The ISO 3166-1 alpha-2 code is probably best known in its usage for the country code top-level domain (ccTLD) of the Internet Domain Name Service (DNS) system. However, there are several ccTLDs in use which are not part of the ISO 3166-1 two-letter codes, e.g., "uk" for the United Kingdom (the corresponding ISO 3166-1 alpha-2 code is "gb").

Sample ISO 3166-1 Alpha-2 Country Codes
ISO 3166-1 (Alpha-2) Country/Region
CA Canada
DE Germany
GB United Kingdom
KE Kenya
NG Nigeria
TH Thailand
TN Tunisia
VE Venezuela

The IETF's RFC 3066[13] describes a language tag for use in cases where it is desired to indicate the language used in an information object, how to register values for use in this language tag, and a construct for matching such language tags. RFC 3066 specifies use of a two-character language code from ISO 639-1 when it exists and when a language does not have a two-character code assigned, the three-character code is used.

(DATA EXCERPTS)
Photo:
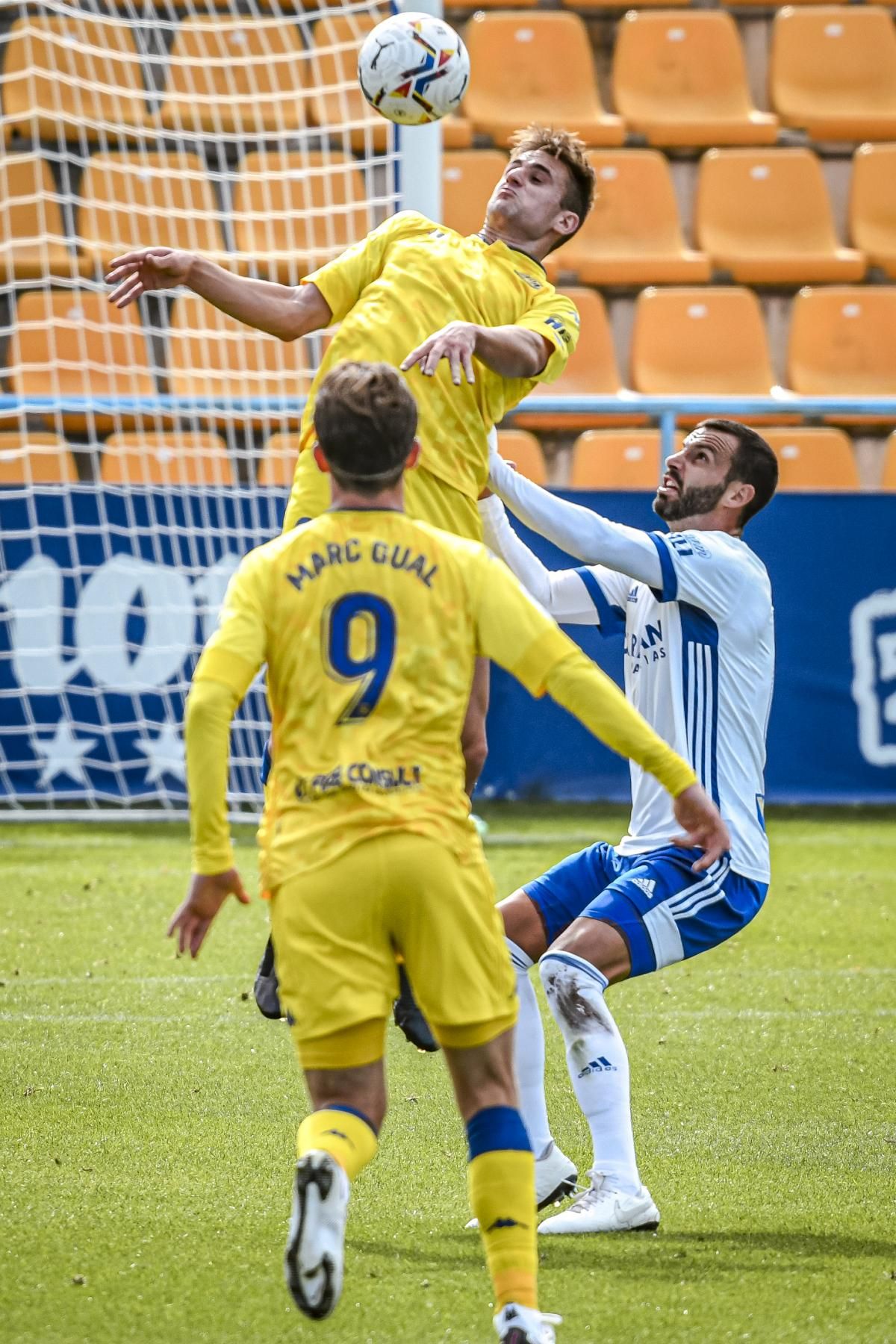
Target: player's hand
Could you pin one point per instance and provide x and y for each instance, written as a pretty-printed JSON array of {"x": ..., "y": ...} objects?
[
  {"x": 697, "y": 815},
  {"x": 149, "y": 268},
  {"x": 455, "y": 343},
  {"x": 205, "y": 898}
]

(SET PROBLEM A) In the passage on country and language codes, which ccTLD does the United Kingdom use in place of its ISO 3166-1 alpha-2 code "gb"?
(SET PROBLEM B) Pick up the passage on country and language codes right after its final sentence and carry it forward.

(WRITTEN ANSWER A) "uk"

(WRITTEN ANSWER B)
The RFC also specifies the use of optional subtags (e.g., a country code from ISO 3166) and how to register a dialect or variant information with the Internet Assigned Numbers Authority (IANA) when there is no available ISO 639 code.

As of September 2006, RFC 3066 has been obsoleted by the new / extended RFC 4646.[14]

Internationalization and Localization Software Initiatives

[edit | edit source]

In the past, the language supported in software was very much dependent on where the authors were from. So many common off the shelf (COTS) software were written mainly for the English language due to the dominance of countries like the USA in this area. In recent times, with the emergence of the Internet and globalization, this predominantly single language-centric support for popular software is changing. There is growing awareness among software developers and authors that many software can be and will be deployed worldwide and it is important to be able to adapt the software to the local environment. As a result, there is much better support for internationalization and localization on modern software platforms.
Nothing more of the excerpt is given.